### [Written exercise]
Update the records starting with the line with "Identify the narrow" and going on through the end of the records, replacing "narrow pointed leaf" with "slender pointed leaf" and changing nothing else. Leave the pictures out of your answer.

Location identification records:
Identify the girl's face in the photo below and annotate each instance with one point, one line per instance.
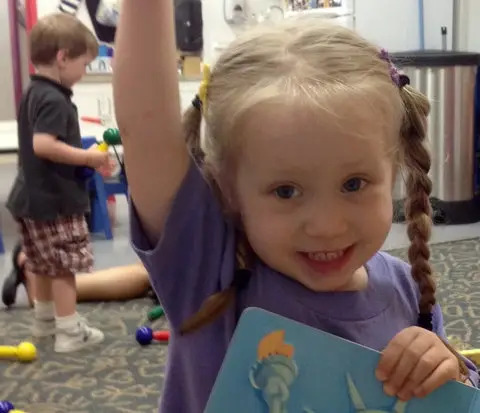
(314, 189)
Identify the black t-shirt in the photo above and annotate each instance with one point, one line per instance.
(45, 190)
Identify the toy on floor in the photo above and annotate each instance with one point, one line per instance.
(145, 335)
(7, 407)
(155, 313)
(23, 352)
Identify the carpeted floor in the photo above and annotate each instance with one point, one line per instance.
(122, 377)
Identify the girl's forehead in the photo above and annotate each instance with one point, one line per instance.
(297, 126)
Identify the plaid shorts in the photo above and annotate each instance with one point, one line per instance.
(57, 247)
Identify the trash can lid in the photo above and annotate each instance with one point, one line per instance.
(431, 58)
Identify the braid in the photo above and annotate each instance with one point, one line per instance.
(418, 210)
(192, 120)
(217, 303)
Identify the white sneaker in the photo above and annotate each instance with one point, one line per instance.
(43, 328)
(79, 337)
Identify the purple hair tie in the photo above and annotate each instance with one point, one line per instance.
(398, 78)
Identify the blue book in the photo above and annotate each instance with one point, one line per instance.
(276, 365)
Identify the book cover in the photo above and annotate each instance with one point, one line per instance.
(276, 365)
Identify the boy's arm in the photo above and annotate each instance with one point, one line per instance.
(50, 120)
(49, 147)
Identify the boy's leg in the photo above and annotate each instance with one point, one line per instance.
(72, 253)
(44, 309)
(73, 333)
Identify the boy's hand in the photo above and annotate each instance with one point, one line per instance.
(96, 158)
(415, 363)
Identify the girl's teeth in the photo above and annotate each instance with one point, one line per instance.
(325, 256)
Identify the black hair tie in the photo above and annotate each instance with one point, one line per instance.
(425, 321)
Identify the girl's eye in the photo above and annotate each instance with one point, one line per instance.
(353, 185)
(286, 192)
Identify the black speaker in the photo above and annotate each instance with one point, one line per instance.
(189, 25)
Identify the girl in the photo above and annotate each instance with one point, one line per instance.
(286, 203)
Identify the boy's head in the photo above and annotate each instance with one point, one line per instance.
(63, 43)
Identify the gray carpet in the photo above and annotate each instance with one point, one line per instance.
(122, 377)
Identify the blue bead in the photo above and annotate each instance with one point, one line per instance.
(144, 335)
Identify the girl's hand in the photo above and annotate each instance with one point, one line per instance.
(416, 362)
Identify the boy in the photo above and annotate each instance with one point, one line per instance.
(47, 199)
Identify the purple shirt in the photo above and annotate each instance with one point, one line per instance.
(195, 258)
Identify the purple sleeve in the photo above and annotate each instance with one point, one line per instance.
(194, 256)
(439, 329)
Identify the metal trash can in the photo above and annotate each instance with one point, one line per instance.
(448, 79)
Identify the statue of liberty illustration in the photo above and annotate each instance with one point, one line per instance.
(275, 370)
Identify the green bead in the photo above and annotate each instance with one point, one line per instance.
(112, 136)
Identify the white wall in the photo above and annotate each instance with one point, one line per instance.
(7, 96)
(392, 24)
(472, 25)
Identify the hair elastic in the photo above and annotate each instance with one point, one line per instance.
(398, 78)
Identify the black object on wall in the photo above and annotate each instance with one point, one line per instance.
(188, 25)
(105, 34)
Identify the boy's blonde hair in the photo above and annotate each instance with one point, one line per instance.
(306, 63)
(60, 31)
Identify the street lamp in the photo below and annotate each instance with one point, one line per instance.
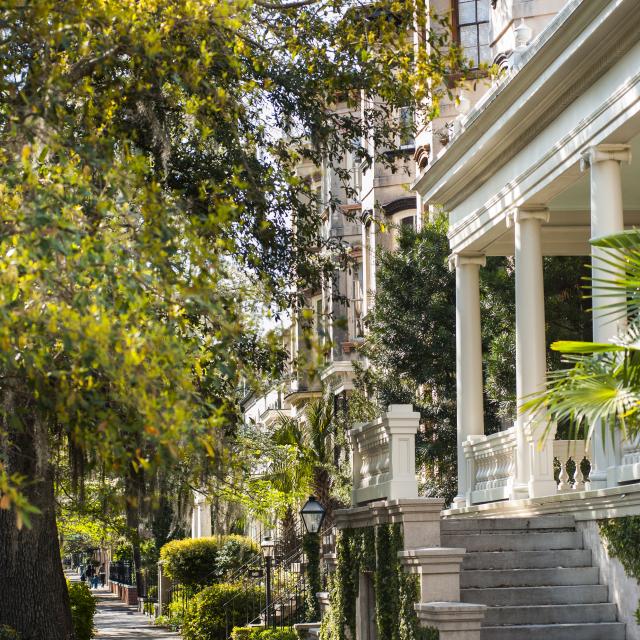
(313, 515)
(268, 551)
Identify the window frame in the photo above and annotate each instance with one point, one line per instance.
(455, 26)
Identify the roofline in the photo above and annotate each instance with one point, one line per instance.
(510, 115)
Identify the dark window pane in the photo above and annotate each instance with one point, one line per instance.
(469, 36)
(467, 12)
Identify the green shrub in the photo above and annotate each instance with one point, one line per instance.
(277, 634)
(8, 633)
(83, 608)
(203, 561)
(253, 633)
(217, 609)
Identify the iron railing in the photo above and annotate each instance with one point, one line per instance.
(122, 571)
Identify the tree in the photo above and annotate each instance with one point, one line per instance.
(411, 339)
(309, 440)
(148, 152)
(601, 385)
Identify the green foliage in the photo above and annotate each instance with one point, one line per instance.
(411, 342)
(125, 317)
(217, 609)
(373, 550)
(197, 562)
(311, 549)
(251, 633)
(602, 386)
(83, 609)
(386, 580)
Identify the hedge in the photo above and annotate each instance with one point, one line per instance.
(204, 561)
(83, 608)
(253, 633)
(216, 610)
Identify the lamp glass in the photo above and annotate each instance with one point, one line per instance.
(267, 546)
(312, 515)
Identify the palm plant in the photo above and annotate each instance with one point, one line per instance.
(602, 385)
(309, 439)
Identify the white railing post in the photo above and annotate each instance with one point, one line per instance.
(383, 456)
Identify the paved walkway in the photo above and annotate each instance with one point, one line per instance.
(118, 621)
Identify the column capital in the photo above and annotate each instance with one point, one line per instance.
(460, 259)
(604, 152)
(520, 214)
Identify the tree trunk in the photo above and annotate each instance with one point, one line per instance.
(134, 489)
(34, 598)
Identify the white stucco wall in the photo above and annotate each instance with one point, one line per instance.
(623, 590)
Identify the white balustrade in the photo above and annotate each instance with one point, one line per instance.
(570, 455)
(491, 465)
(629, 468)
(383, 456)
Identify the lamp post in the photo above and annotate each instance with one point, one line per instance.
(268, 549)
(313, 514)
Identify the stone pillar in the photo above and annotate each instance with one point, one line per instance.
(454, 620)
(439, 571)
(201, 516)
(468, 362)
(607, 218)
(534, 464)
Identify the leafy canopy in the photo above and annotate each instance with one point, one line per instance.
(148, 190)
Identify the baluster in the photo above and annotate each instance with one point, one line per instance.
(563, 477)
(572, 472)
(582, 474)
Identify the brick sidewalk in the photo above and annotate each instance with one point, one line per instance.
(117, 621)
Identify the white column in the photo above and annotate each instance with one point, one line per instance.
(607, 218)
(468, 361)
(534, 463)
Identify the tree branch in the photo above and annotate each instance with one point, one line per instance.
(289, 5)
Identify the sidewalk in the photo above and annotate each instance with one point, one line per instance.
(117, 621)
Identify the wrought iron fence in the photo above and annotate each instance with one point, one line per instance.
(122, 571)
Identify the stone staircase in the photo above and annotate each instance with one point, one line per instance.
(536, 578)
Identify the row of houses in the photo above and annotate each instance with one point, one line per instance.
(535, 161)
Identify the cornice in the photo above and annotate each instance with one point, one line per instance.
(585, 39)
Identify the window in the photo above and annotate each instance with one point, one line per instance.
(473, 29)
(409, 221)
(407, 138)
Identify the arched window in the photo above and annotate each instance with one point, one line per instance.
(472, 17)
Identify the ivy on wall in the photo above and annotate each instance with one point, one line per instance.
(311, 548)
(622, 536)
(373, 550)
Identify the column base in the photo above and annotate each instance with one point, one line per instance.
(519, 492)
(612, 477)
(459, 502)
(454, 620)
(540, 488)
(598, 480)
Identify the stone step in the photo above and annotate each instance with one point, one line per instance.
(528, 577)
(532, 596)
(514, 541)
(551, 614)
(475, 525)
(602, 631)
(527, 559)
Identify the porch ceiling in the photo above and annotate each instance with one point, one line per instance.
(568, 199)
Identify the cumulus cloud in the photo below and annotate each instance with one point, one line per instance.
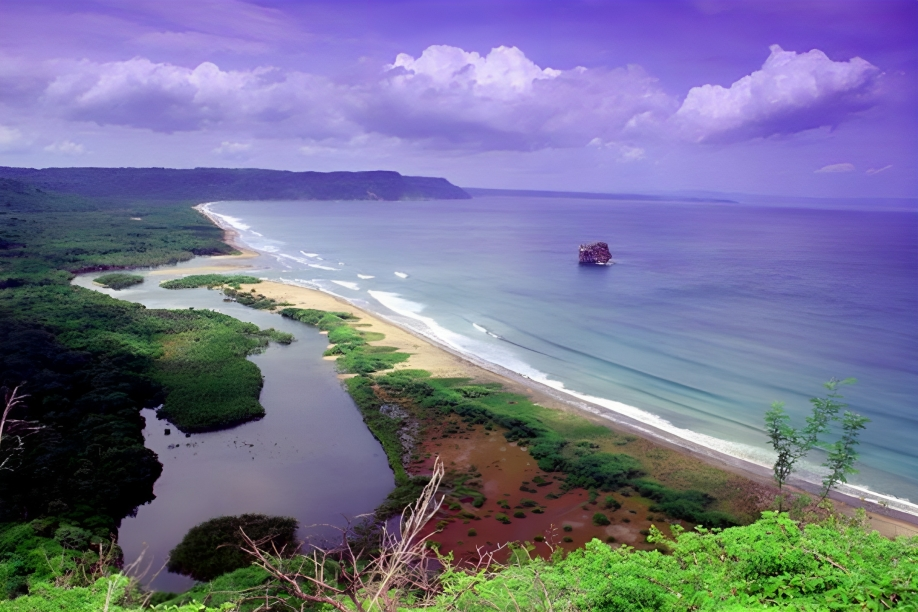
(448, 98)
(835, 168)
(9, 137)
(233, 150)
(504, 73)
(791, 93)
(66, 147)
(625, 152)
(169, 98)
(505, 101)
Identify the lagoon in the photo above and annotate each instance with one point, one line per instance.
(311, 457)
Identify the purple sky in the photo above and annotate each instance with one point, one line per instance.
(816, 98)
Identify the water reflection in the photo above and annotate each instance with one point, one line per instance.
(311, 457)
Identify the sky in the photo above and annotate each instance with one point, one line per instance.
(799, 98)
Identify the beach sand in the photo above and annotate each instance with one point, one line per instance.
(443, 362)
(440, 360)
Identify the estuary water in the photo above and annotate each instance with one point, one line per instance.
(711, 312)
(311, 457)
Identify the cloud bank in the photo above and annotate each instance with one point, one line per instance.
(450, 98)
(791, 93)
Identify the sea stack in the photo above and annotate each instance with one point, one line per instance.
(595, 253)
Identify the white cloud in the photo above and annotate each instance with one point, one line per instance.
(169, 98)
(835, 168)
(66, 147)
(792, 92)
(10, 138)
(449, 98)
(454, 98)
(503, 73)
(233, 150)
(625, 153)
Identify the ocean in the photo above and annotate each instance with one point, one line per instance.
(710, 313)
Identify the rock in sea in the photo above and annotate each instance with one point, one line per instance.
(595, 253)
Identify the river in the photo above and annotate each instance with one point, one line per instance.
(311, 457)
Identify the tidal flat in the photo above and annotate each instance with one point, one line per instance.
(311, 457)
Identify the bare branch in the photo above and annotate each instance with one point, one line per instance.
(13, 431)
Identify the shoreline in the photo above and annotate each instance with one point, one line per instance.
(441, 360)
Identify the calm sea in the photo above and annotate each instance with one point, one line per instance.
(710, 313)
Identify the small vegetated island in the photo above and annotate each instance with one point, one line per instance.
(77, 366)
(119, 280)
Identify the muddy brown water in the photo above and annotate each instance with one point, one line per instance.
(311, 457)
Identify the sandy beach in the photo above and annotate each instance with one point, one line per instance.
(440, 360)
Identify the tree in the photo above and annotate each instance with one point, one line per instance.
(842, 455)
(792, 444)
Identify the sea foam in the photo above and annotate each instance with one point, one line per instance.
(348, 284)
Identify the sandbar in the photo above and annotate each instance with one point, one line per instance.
(440, 360)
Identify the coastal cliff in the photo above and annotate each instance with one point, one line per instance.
(208, 184)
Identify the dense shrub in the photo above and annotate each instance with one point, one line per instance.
(210, 280)
(213, 547)
(118, 280)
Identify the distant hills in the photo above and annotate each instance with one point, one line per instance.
(208, 184)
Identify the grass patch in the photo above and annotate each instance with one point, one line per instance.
(210, 281)
(118, 280)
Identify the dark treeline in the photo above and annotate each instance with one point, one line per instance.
(209, 184)
(88, 363)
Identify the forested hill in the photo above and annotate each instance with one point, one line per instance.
(208, 184)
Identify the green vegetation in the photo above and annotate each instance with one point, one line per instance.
(118, 280)
(774, 563)
(88, 363)
(210, 281)
(212, 548)
(212, 385)
(791, 444)
(231, 287)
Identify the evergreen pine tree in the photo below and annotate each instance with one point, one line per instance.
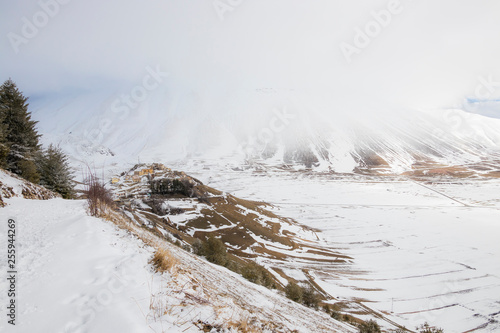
(18, 138)
(55, 172)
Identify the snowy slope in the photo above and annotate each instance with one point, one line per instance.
(82, 274)
(269, 125)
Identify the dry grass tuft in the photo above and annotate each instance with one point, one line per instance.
(163, 260)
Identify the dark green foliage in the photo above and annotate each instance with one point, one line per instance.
(257, 274)
(294, 292)
(310, 297)
(26, 168)
(18, 135)
(55, 172)
(369, 326)
(425, 328)
(214, 250)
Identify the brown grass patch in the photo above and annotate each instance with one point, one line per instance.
(163, 260)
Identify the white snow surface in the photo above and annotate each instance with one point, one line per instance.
(273, 126)
(421, 252)
(78, 273)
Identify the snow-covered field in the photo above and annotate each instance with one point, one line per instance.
(421, 252)
(77, 273)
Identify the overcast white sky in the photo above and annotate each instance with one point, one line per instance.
(429, 55)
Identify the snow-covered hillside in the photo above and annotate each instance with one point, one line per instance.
(83, 274)
(271, 126)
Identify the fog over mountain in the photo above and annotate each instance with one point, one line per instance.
(189, 76)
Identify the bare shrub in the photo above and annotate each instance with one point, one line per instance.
(294, 292)
(99, 198)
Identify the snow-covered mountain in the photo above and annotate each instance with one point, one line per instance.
(269, 126)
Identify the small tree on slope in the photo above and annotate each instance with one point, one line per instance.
(55, 172)
(18, 137)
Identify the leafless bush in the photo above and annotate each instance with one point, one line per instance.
(163, 260)
(99, 198)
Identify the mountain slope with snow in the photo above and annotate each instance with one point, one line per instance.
(273, 127)
(78, 273)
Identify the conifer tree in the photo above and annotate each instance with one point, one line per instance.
(55, 172)
(19, 138)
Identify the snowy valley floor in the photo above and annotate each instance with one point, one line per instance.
(82, 274)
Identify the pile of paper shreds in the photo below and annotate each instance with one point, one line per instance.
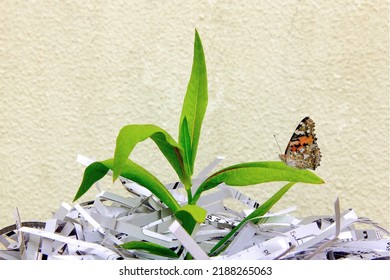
(96, 229)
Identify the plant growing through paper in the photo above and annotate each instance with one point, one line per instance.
(181, 155)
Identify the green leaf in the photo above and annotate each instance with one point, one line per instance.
(132, 171)
(130, 135)
(149, 247)
(185, 144)
(263, 209)
(195, 100)
(252, 173)
(189, 215)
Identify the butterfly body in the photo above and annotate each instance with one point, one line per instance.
(302, 150)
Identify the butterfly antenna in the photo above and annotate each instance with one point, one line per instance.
(277, 143)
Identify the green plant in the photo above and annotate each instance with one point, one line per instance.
(181, 155)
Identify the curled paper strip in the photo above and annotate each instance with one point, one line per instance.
(96, 230)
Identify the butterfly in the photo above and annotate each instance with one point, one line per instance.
(302, 150)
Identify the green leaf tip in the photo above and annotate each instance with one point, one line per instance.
(195, 102)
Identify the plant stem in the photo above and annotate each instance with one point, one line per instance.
(187, 187)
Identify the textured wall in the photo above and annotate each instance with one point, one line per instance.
(73, 73)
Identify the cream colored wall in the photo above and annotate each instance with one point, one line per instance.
(72, 73)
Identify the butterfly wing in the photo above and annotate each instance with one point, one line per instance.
(302, 150)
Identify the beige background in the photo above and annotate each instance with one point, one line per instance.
(73, 73)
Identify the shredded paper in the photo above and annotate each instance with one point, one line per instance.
(94, 230)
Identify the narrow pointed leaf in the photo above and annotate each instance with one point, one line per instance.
(132, 171)
(185, 144)
(151, 248)
(252, 173)
(195, 101)
(260, 211)
(130, 135)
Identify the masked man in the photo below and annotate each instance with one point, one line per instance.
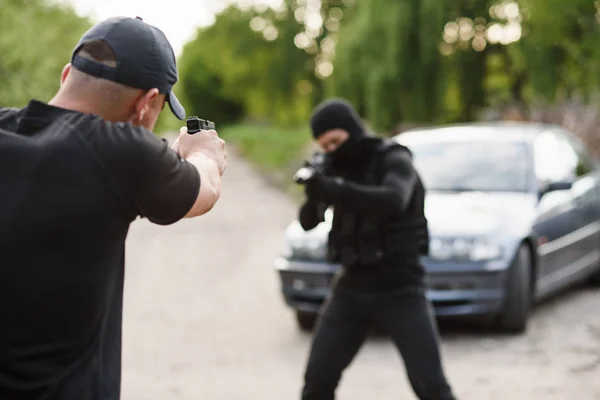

### [Response]
Identify the slender pointed leaf in the photo above and annotate each instance with one point, one line per instance.
(132, 171)
(185, 144)
(151, 248)
(252, 173)
(195, 101)
(260, 211)
(130, 135)
Identify the masked man in the photo below and annotate each instance with one point, one line per instance.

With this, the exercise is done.